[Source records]
[Start of section]

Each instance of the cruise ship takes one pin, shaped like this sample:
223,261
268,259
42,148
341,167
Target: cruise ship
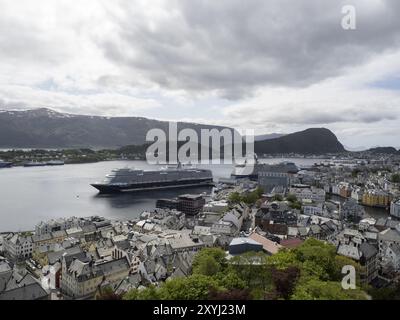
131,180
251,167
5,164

[End of section]
[Start of section]

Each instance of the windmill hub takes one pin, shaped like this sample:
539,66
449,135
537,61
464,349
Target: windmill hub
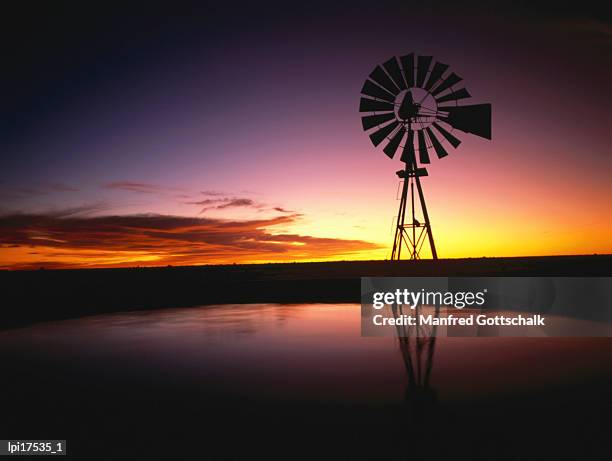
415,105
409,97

[End of section]
[Start of section]

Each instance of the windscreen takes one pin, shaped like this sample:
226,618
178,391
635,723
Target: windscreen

[End of section]

■ Task requirements:
Where does the word "takes" appear in the records? Copy every line that holds it.

■ Reply to the task:
Each instance of the cruise ship takes one pin, shaped like this sample:
Each instance of the windmill hub takes one pin, shaped like this sample:
Each instance of the windscreen takes one pin, shaped like this sample:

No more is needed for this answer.